# Exercise:
Images are excluded; otherwise, output every record exactly.

—————

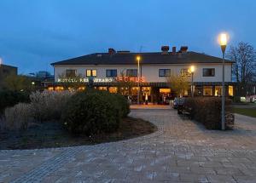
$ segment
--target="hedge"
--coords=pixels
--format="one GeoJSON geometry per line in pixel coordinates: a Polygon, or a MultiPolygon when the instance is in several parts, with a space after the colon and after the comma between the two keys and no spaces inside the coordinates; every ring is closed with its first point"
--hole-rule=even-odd
{"type": "Polygon", "coordinates": [[[3,114],[4,109],[7,107],[14,106],[20,102],[27,103],[30,101],[29,93],[25,91],[11,91],[1,90],[0,91],[0,115],[3,114]]]}
{"type": "Polygon", "coordinates": [[[128,114],[127,104],[125,98],[105,91],[79,92],[68,100],[61,121],[74,134],[113,132],[128,114]]]}
{"type": "MultiPolygon", "coordinates": [[[[225,100],[225,113],[231,113],[231,100],[225,100]]],[[[191,117],[207,129],[221,129],[221,98],[186,98],[184,106],[192,109],[191,117]]],[[[228,127],[225,122],[225,129],[228,127]]]]}

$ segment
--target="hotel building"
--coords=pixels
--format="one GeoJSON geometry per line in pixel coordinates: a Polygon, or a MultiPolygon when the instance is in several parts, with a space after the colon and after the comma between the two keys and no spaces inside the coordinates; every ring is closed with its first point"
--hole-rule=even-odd
{"type": "MultiPolygon", "coordinates": [[[[163,46],[160,52],[131,53],[108,49],[107,53],[95,53],[51,64],[54,66],[55,84],[49,89],[73,89],[76,83],[79,89],[91,84],[99,89],[112,93],[120,91],[137,100],[138,81],[141,100],[164,103],[176,95],[167,77],[172,75],[187,75],[192,79],[195,96],[219,96],[221,94],[222,59],[188,51],[188,47],[176,47],[169,51],[163,46]],[[140,56],[138,67],[137,57],[140,56]],[[138,71],[139,68],[139,71],[138,71]],[[139,76],[138,76],[139,73],[139,76]],[[120,86],[120,83],[123,85],[120,86]]],[[[232,62],[225,60],[226,94],[233,96],[234,83],[231,81],[232,62]]],[[[190,83],[190,82],[189,82],[190,83]]],[[[184,95],[190,95],[189,89],[184,95]]]]}

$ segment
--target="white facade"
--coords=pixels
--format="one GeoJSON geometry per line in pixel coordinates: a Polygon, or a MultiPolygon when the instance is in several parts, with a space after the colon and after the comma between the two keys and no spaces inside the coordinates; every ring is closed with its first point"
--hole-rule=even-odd
{"type": "MultiPolygon", "coordinates": [[[[142,63],[142,75],[145,78],[147,83],[163,83],[166,81],[164,77],[159,76],[160,69],[171,69],[172,74],[179,74],[181,69],[189,69],[191,65],[184,64],[170,64],[170,65],[143,65],[142,63]]],[[[222,82],[222,64],[213,64],[213,63],[196,63],[193,64],[195,66],[194,81],[195,82],[222,82]],[[204,68],[214,68],[215,75],[214,77],[203,77],[204,68]]],[[[58,81],[60,76],[63,76],[66,73],[66,70],[76,70],[78,75],[81,75],[83,77],[86,77],[87,69],[96,69],[97,71],[97,78],[106,78],[106,70],[108,69],[116,69],[118,76],[124,71],[126,73],[126,69],[137,69],[136,65],[97,65],[97,66],[89,66],[89,65],[74,65],[74,66],[65,66],[65,65],[55,65],[55,82],[58,81]]],[[[225,64],[225,82],[231,82],[231,63],[225,64]]]]}

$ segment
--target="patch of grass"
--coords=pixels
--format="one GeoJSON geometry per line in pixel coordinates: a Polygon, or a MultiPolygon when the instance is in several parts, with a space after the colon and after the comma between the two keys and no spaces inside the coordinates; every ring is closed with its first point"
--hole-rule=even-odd
{"type": "Polygon", "coordinates": [[[125,117],[117,131],[96,135],[71,135],[58,122],[45,122],[26,131],[0,132],[0,149],[36,149],[74,146],[117,141],[151,134],[157,127],[143,119],[125,117]]]}
{"type": "Polygon", "coordinates": [[[235,113],[242,114],[248,117],[256,117],[256,108],[239,108],[234,107],[233,112],[235,113]]]}

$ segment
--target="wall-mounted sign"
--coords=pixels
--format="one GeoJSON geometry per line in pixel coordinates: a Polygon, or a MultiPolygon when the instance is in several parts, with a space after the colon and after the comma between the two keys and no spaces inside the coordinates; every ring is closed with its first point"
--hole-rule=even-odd
{"type": "MultiPolygon", "coordinates": [[[[114,79],[111,77],[106,77],[106,78],[93,78],[93,83],[110,83],[113,82],[114,79]]],[[[89,83],[89,78],[58,78],[58,83],[89,83]]]]}
{"type": "MultiPolygon", "coordinates": [[[[146,81],[144,77],[141,77],[140,79],[137,77],[105,77],[99,78],[94,77],[93,83],[111,83],[111,82],[135,82],[144,83],[146,81]]],[[[58,78],[58,83],[89,83],[89,78],[58,78]]]]}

—————

# Exercise result:
$ segment
--target="hedge"
--coords=pixels
--format="one GeoJSON geometry per line in pixel coordinates: a Polygon, or a MultiPolygon when the instance is in several parts, with a space after the colon and after the comma between the two keys and no spaces inside the coordinates; every ring is closed with its first point"
--hole-rule=even-odd
{"type": "Polygon", "coordinates": [[[3,114],[4,109],[7,107],[14,106],[20,102],[27,103],[30,101],[29,93],[25,91],[11,91],[1,90],[0,91],[0,115],[3,114]]]}
{"type": "Polygon", "coordinates": [[[128,114],[127,104],[125,98],[105,91],[79,92],[68,100],[61,121],[74,134],[113,132],[128,114]]]}
{"type": "MultiPolygon", "coordinates": [[[[225,100],[225,113],[231,113],[231,100],[225,100]]],[[[191,117],[207,129],[221,129],[221,98],[186,98],[184,106],[192,109],[191,117]]],[[[228,127],[225,122],[225,129],[228,127]]]]}

$ segment
--target="hotel building"
--coords=pixels
--format="one GeoJSON geometry per line in pixel coordinates: a Polygon, or a MultiPolygon when the instance is in several parts, with a space after the colon and after the comma between the two keys and no spaces inside the coordinates; every ring is closed with its first point"
--hole-rule=even-odd
{"type": "MultiPolygon", "coordinates": [[[[163,46],[160,52],[131,53],[108,49],[107,53],[95,53],[51,64],[54,66],[55,84],[49,89],[73,89],[76,83],[79,89],[91,84],[99,89],[112,93],[120,91],[137,100],[138,81],[141,100],[164,103],[176,95],[167,77],[172,75],[187,75],[192,79],[195,96],[219,96],[221,94],[222,59],[188,51],[188,47],[176,47],[169,51],[163,46]],[[140,56],[138,67],[137,57],[140,56]],[[138,71],[139,68],[139,71],[138,71]],[[139,76],[138,76],[139,73],[139,76]],[[120,86],[120,83],[123,85],[120,86]]],[[[232,62],[225,60],[226,94],[233,96],[234,83],[231,81],[232,62]]],[[[190,83],[190,82],[189,82],[190,83]]],[[[184,95],[190,95],[189,89],[184,95]]]]}

$ segment
--target="white facade"
--coords=pixels
--format="one GeoJSON geometry per line in pixel coordinates: a Polygon, or a MultiPolygon when the instance is in several parts, with a space after the colon and after the comma between the two keys and no spaces inside the coordinates; every ring is closed with its first point"
--hole-rule=even-odd
{"type": "MultiPolygon", "coordinates": [[[[142,63],[142,75],[145,78],[147,83],[163,83],[166,81],[164,77],[159,76],[160,69],[171,69],[172,74],[179,74],[181,69],[189,69],[191,65],[184,64],[170,64],[170,65],[143,65],[142,63]]],[[[222,82],[222,64],[213,64],[213,63],[196,63],[193,64],[195,66],[194,81],[195,82],[222,82]],[[204,68],[214,68],[215,75],[214,77],[203,77],[204,68]]],[[[58,81],[60,76],[63,76],[66,73],[66,70],[76,70],[78,75],[81,75],[83,77],[86,77],[87,69],[96,69],[97,71],[97,78],[106,78],[106,70],[108,69],[116,69],[118,76],[124,71],[126,73],[126,69],[137,69],[136,65],[97,65],[97,66],[89,66],[89,65],[74,65],[74,66],[65,66],[65,65],[55,65],[55,82],[58,81]]],[[[225,64],[225,82],[231,82],[231,63],[225,64]]]]}

$ segment
--target="patch of grass"
--coords=pixels
--format="one GeoJSON geometry per line in pixel coordinates: a Polygon, or a MultiPolygon when the instance is in several parts, with a space after the colon and after the comma between the two keys and no spaces inside the coordinates; every ring is closed with its first point"
--hole-rule=even-odd
{"type": "Polygon", "coordinates": [[[125,117],[117,131],[96,135],[71,135],[58,122],[45,122],[26,131],[0,132],[0,149],[36,149],[74,146],[117,141],[151,134],[157,127],[143,119],[125,117]]]}
{"type": "Polygon", "coordinates": [[[235,113],[242,114],[248,117],[256,117],[256,108],[239,108],[234,107],[233,112],[235,113]]]}

$ segment
--target="wall-mounted sign"
--coords=pixels
--format="one GeoJSON geometry per line in pixel coordinates: a Polygon, or a MultiPolygon when the instance is in several parts, with a space after the colon and after the comma between the two keys and no spaces inside the coordinates; every ring is closed with its first point"
--hole-rule=even-odd
{"type": "MultiPolygon", "coordinates": [[[[114,79],[111,77],[106,77],[106,78],[93,78],[93,83],[110,83],[113,82],[114,79]]],[[[89,83],[89,78],[58,78],[58,83],[89,83]]]]}
{"type": "MultiPolygon", "coordinates": [[[[146,81],[144,77],[141,77],[140,79],[137,77],[105,77],[99,78],[94,77],[93,83],[111,83],[111,82],[135,82],[144,83],[146,81]]],[[[58,78],[58,83],[89,83],[89,78],[58,78]]]]}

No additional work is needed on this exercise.